Exercise data:
* * * *

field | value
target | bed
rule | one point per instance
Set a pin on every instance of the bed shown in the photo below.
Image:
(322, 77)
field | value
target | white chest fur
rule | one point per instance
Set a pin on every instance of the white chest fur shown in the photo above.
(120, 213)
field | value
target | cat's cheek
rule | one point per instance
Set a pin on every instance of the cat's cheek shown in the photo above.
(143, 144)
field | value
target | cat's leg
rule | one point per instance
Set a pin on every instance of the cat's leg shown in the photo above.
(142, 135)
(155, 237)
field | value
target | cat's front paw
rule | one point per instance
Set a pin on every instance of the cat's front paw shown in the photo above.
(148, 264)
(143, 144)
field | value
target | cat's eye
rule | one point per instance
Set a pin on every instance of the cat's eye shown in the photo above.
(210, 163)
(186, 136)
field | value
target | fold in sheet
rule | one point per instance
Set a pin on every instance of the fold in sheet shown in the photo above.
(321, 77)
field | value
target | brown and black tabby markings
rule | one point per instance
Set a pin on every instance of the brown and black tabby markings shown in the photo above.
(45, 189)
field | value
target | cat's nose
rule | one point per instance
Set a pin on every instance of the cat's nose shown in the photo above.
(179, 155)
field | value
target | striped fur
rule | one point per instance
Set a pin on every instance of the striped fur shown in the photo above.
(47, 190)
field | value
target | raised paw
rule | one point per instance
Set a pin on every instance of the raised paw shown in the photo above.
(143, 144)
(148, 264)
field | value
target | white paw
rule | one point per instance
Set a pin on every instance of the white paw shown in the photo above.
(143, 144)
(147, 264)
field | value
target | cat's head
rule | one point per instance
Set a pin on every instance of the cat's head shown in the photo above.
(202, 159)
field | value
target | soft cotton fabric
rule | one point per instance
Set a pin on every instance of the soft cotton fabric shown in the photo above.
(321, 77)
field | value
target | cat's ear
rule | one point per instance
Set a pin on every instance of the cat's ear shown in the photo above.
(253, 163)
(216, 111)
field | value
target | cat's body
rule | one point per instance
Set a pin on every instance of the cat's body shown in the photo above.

* * * *

Assigned task: From the first line through the last, repeat the entries exactly.

Answer box:
field | value
target | bed
rule | one point per instance
Set a pin on every instance of the bed shown in the photo below.
Image:
(322, 77)
field | value
target | white chest fur
rule | one point per instance
Set a pin on every instance of the white chest fur shown in the photo above.
(120, 213)
field | value
target | cat's cheek
rule | one point per instance
Set a pin on every instance of the cat's cheek shown in the photo above.
(143, 144)
field | value
target | cat's leg
rule | one point per instance
Set a pin on every instance of the cat's leg shown in the photo above.
(142, 135)
(155, 237)
field | value
target | cat's front paw
rule | one point per instance
Set a pin on every instance of the cat's front paw shown in the photo above.
(148, 264)
(143, 144)
field | value
target | cat's eye
rule | one point per instance
Set a pin on every instance of the cat's eye shown in the photo above.
(210, 163)
(186, 136)
field | value
target | fold in sheet
rule | one point per instance
Set a pin on every instance of the fold in sheet shown in the photo above.
(321, 77)
field | value
target | brown and black tabby markings
rule | one point per instance
Set a pin on every instance of the brown and black tabby markings shown in the photo above.
(45, 189)
field | value
target | cat's nose
rule | one point per instance
Set a pin on every instance of the cat's nose shown in the photo above.
(179, 155)
field | value
target | striped fur
rule | one point per instance
Set a pin on every instance of the striped fur shown in the photo above.
(47, 190)
field | value
target | raised paw
rule | one point per instance
Set a pin on every instance of the raised paw shown in the photo above.
(143, 144)
(148, 264)
field | value
target | white paw
rule | one point per instance
Set a pin on every instance of the white paw shown in the photo above.
(143, 144)
(147, 264)
field | value
target | cat's head
rule | one point per instance
Set a pin on every instance of the cat's head shown in the photo above.
(202, 159)
field | value
target | soft cotton fabric
rule | one point per instance
Set a pin on every instance of the soft cotton fabric shown in the photo above.
(321, 77)
field | value
target | cat's ear
rule | one point per instance
Set a pin on every instance of the cat's ear shown in the photo above.
(253, 163)
(216, 111)
field | value
target | cat's body
rule | one point per instance
Set a pin on every instance of the cat's body shown in the photo above.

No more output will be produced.